__Given passage__.

⟨

# Mickey Mouse Platys



## Suess00 (Sep 5, 2008)

Today i bought 6 Red Mickey Mouse Platys and just placed them into my tank a couple of minutes ago and right away they seemed a little aggressive towards my ghost shrimp.

Two of the Platys started to go after one of the bigger Ghost Shrimp (around 1 inch in size) and made him back up all the way down the tank while he was trying to fend them off.

Right after that another Platy backed another Ghost Shrimp into a corner and kind of nipped at him.

I will kind of be upset if the Platys kill my Shrimp which my Peacock Eel was supposed to kill for the last 3 weeks but he does not even care about them lol...

Just wanted to know if that was normal for them to do?

Also what would be the best food for the Platys? I got frozen blood worms, Frozen Brime Shrimp, and tropical fish food that came with the tank when I first bought it. Also i still have some Oscar pellets and some food i got from my LFS which my Clown Loach is supposed to go crazy over.

Any suggestions or input?


----------



## fish_doc (Jan 31, 2005)

Try feeding them a few flakes to distract them at first. Hopefully they will adjust quickly to their new surroundings and forget about the shrimp.


----------



## jones57742 (Sep 8, 2007)

Suess00 said:


> Any suggestions or input?


Chris:

How was your trip to Amazonia? Please tell the truth as the Owner and I visit every now and then.

Although I do not currently keep Platy's they are not aggressive fish.

I imagine the motion of the shrimp caused what you perceived to be their aggressiveness.

As fd indicated fish flakes may help.

Also please consider filling "their bellies up" with brine shrimp or blood worms.

TR


----------



## Suess00 (Sep 5, 2008)

First off thanks for the information.

Second I went there yesterday to check Amazonia out and it was both good and bad.

The store had some extremely nice Oscars and tank set ups and all the fish looked extremely healthy and well kept up with.

When I entered the store I just started to look around and no one asked me if i needed help or what I was looking for at all, which some people like not to be bothered but I like to be approached.

I went there for three main reasons
1. To buy Red Mickey Mouse Platys for a good price ( Accomplished)
2. To look at Eels which they had (Not Accomplished) seemed like they had no eels and the only thing close was the Rope Fish.
3. To buy two more Clown Loaches which are bigger then one inch (Not Accomplished)


The Clown Loaches which they had were over priced and extremely small for the size which they called "medium". The clown loaches which was supposely "medium" were priced at $17.99 for one and $29.99 for two. Their size being around an inch not even close to two inches.

⟩

__Rows__.
⟨

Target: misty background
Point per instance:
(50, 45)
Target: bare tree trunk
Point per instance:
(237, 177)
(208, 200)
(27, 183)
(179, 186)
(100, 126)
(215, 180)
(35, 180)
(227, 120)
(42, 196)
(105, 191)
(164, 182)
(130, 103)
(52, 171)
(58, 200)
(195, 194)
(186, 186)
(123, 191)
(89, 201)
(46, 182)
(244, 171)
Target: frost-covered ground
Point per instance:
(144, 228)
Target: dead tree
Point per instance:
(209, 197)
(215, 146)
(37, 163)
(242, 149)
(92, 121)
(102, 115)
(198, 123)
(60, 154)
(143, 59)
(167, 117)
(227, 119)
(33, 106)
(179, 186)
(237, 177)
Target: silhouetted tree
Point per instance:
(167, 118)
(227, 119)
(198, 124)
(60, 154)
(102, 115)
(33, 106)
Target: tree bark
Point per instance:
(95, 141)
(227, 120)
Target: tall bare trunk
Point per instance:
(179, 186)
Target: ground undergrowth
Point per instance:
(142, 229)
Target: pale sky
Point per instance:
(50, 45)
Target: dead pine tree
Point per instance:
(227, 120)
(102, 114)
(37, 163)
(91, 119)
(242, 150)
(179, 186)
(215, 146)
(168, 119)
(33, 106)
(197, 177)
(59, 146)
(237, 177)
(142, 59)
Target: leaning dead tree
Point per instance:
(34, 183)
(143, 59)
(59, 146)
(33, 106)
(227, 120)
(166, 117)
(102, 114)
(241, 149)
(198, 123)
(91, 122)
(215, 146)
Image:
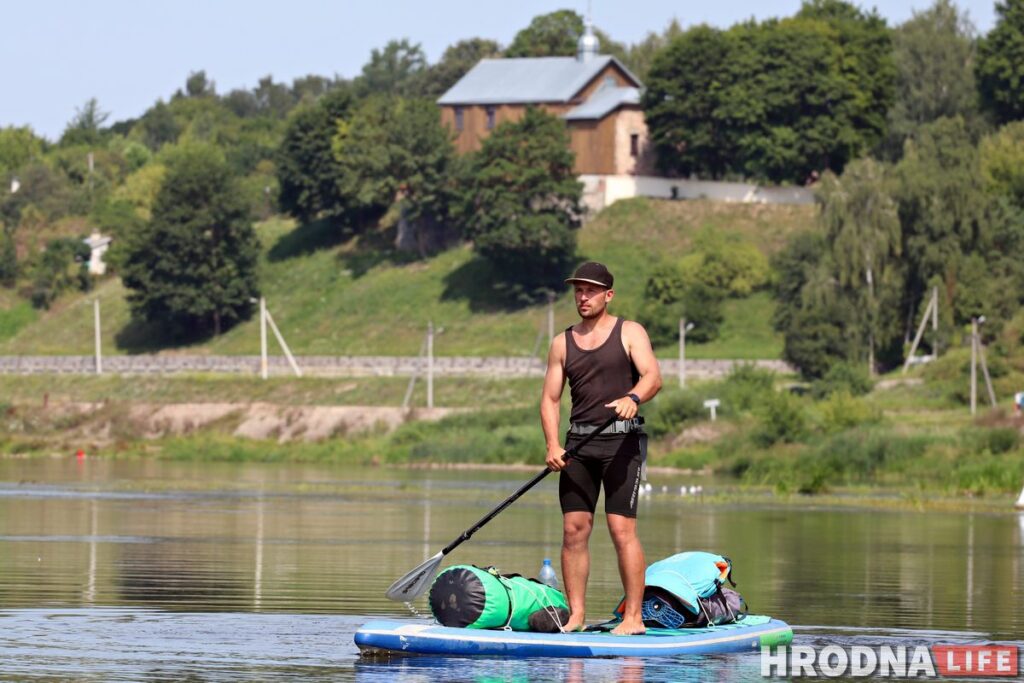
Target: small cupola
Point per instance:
(587, 47)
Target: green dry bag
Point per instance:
(466, 596)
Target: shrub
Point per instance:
(745, 387)
(994, 441)
(780, 420)
(848, 377)
(667, 298)
(671, 410)
(62, 265)
(735, 269)
(841, 412)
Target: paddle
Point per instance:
(414, 584)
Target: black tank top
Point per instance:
(598, 376)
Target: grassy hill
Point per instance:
(332, 297)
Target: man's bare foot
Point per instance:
(630, 628)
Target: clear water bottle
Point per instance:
(548, 577)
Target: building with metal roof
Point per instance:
(596, 95)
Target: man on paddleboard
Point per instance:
(610, 367)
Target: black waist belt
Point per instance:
(616, 427)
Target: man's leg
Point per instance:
(576, 564)
(631, 569)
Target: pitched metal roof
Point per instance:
(526, 80)
(602, 102)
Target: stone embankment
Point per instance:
(334, 366)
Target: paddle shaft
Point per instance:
(522, 489)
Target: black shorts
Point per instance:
(613, 461)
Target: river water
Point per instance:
(139, 569)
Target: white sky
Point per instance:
(57, 54)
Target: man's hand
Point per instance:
(554, 460)
(625, 408)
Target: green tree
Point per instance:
(198, 85)
(685, 91)
(866, 67)
(556, 35)
(520, 202)
(1000, 62)
(307, 170)
(159, 126)
(640, 56)
(86, 126)
(813, 327)
(396, 70)
(8, 258)
(861, 225)
(456, 62)
(273, 99)
(775, 100)
(194, 265)
(934, 53)
(392, 148)
(17, 146)
(1001, 158)
(943, 207)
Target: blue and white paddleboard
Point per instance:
(393, 636)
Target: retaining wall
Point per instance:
(341, 366)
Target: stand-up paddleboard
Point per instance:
(397, 637)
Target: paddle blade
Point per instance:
(415, 584)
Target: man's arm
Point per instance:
(638, 347)
(551, 398)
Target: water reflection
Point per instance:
(163, 543)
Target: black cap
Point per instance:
(595, 273)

⟩

__Work instructions__.
[a] Repeat word for word the part of the Mickey Mouse Platys thread that begins at the words "The Clown Loaches which they" and ends after "to two inches.".
[b] Sum up the Mickey Mouse Platys thread in three sentences.
[c] Write the next part of the Mickey Mouse Platys thread, picking up after its last sentence.
The data above comes from a separate source.

__Answers to the tasks__.
[a]
The Clown Loaches which they had were over priced and extremely small for the size which they called "medium". The clown loaches which was supposely "medium" were priced at $17.99 for one and $29.99 for two. Their size being around an inch not even close to two inches.

[b] A poster put six Red Mickey Mouse Platys into a tank, saw them chase and nip at ghost shrimp, and asked whether that was normal and what to feed them. Replies said platys are not aggressive fish and the shrimp's motion likely explained it, and they suggested flakes as a distraction and filling the fish up with brine shrimp or blood worms. The poster then described a visit to Amazonia, where the platys were bought for a good price but no eels turned up and the clown loaches were overpriced and small.

[c]
I can go to Petsmart and buy bigger clown loaches that are in the same good health for $8.99 and have two weeks warranty with them.

Well Back to a positive note the Lady at the Register was very Knowledgeable and helpfull in some of the questions I had about my tank set up and suggested me some good food for my Clown Loaches (some red looking stuff). She showed me how her full tank of Clown Loaches went crazy over them. 

Also I loved their trade in policy they will take any fish in any condition so that is good when one needs to get rid of a fish and does not want to kill it or had no place for it.

Overall it was a good experience but the prices were a 30% high for me and what i am used to but beatiful place and set ups.


Back to the Platys my clown loach likes to swim with them its kind of funny and i gave them some dried up blood worms they loved those and last night they ate some Frozen blood worms which they loved also.

Well i am off to get two more clown loaches.


Also Jones how did you know that I went there? I didnt put anything in my post saying that i went there yesterday?


----------



## jones57742 (Sep 8, 2007)

Suess00 said:


> Also Jones how did you know that I went there? I didnt put anything in my post saying that i went there yesterday?


Chris:

You now know that I did not matriculate at A&M.

TR


----------



## fish_doc (Jan 31, 2005)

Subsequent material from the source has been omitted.